START Selected extract
Saturday, October 23, 2010

Lorcaserin and the FDA's Complete Response Letter

http://finance.yahoo.com/news/FDA-Issues-Complete-Response-prnews-3589036116.html?x=0&.v=1

Here is a positive assessment of the CRL by Dr. Daniel Lopez:
Here are my initial thoughts in the middle of the night

I think it is positive on several points:

1. Nonclinical issues
- Accounting issue - easily resolved - to make up for the discrepancy between week 96 and final NDA incidence of fibroadenomas and adenocarcinomas
- "demonstrate that the apparent increase in aggressiveness of adenocarcinoma in rats administered lorcaserin is reasonably irrelevant to human risk assessment" - I think that this has already been proven - the key words - apparent and reasonably irrelevant - this can be taken from my letter directly and has been done - Arena just has to provide it.
- "provide additional data/information regarding the distribution of lorcaserin to the CNS in animals and human subjects that would clarify or provide a better estimate of astrocytoma exposure margins" should not be a problem

2. Clinical issues
NO NEW STUDIES - will accept BLOOM -DM results. Study already completed, results within a few weeks to 2 months. If the numbers are good then we have a Slam-dunk

Finally "The FDA also stated in the letter that in the event evidence cannot be provided to alleviate concern regarding clinical relevance of the tumor findings in rats, additional clinical studies may be required to obtain a more robust assessment of lorcaserin's benefit-risk profile" Again cancer expert Dr. Gary Williams will be pivotal here. What this sounds like to me is that they have conceded that their conclusions regarding the rat studies were unjustifed and erroneous. They sound like they just want an explanation of why the findings are not relevant to human risk. I believe we have shown that conclusively and they have all the information we have discussed and was sent to them by myself and others.
END Selected extract
START The data
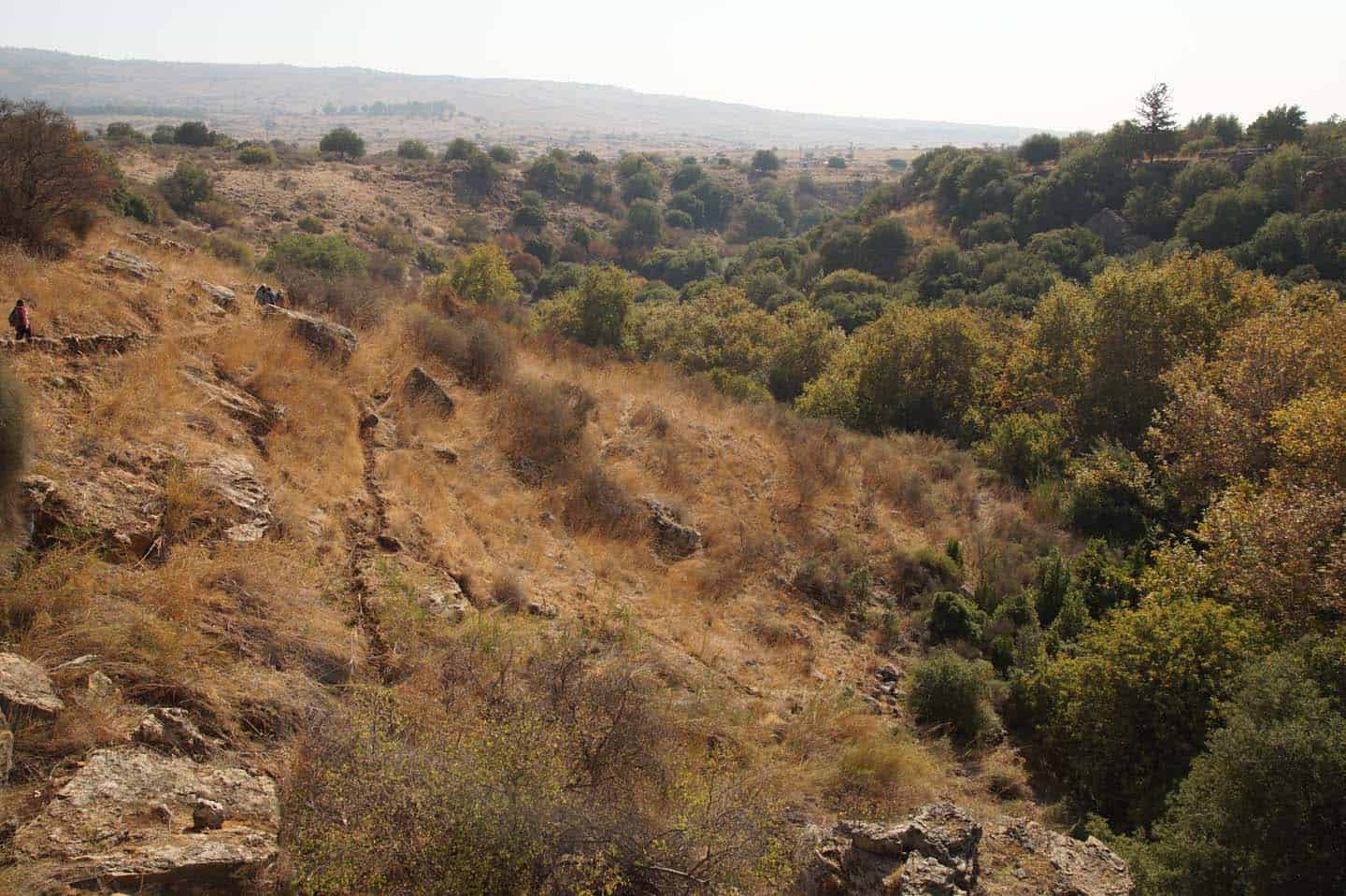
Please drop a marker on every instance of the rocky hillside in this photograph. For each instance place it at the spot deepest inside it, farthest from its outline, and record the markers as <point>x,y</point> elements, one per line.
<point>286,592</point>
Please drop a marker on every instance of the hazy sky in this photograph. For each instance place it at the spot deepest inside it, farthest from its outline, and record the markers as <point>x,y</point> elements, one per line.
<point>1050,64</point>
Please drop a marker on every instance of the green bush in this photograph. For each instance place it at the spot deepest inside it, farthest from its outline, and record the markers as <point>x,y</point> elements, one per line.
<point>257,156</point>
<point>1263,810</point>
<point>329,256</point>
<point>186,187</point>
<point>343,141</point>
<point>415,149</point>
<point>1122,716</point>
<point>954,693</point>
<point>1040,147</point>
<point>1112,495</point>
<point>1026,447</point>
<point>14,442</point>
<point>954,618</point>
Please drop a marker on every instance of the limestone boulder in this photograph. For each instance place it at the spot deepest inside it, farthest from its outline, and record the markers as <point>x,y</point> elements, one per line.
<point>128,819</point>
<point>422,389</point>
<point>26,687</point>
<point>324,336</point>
END The data
* Required tasks *
- a) In the lorcaserin post, who is named as the cancer expert who will be pivotal?
- b) Extend the post about lorcaserin and the FDA's letter by writing what comes after its last sentence, keeping the same voice.

* Your written answers *
- a) Dr. Gary Williams

- b)
They have presented a CRL that is in effect a 6 month review or less, maybe 3 months - it will depend how long it will take the pathologists to go over all the slides

And finally a labelling requirement - Schedule IV

From the DEA website:

Schedule IV
• The drug or other substance has a low potential for abuse relative to the drugs or other substances in Schedule III.
• The drug or other substance has a currently accepted medical use in treatment in the United States.
• Abuse of the drug or other substance may lead to limited physical dependence or psychological dependence relative to the drugs or other substances in Schedule III.
• Examples of drugs included in schedule IV are Darvon®, Talwin®, Equanil®, Valium®, and Xanax®.

This is not a problem - it just requires the physician to have a DEA license with Schedule IV prescribing privileges - which almost all physicians have.

However they provided the following path to remove this label: The CRL provided the opportunity to complete preclinical studies that may lead to a different recommendation - again this refers back to the nonclinical issues.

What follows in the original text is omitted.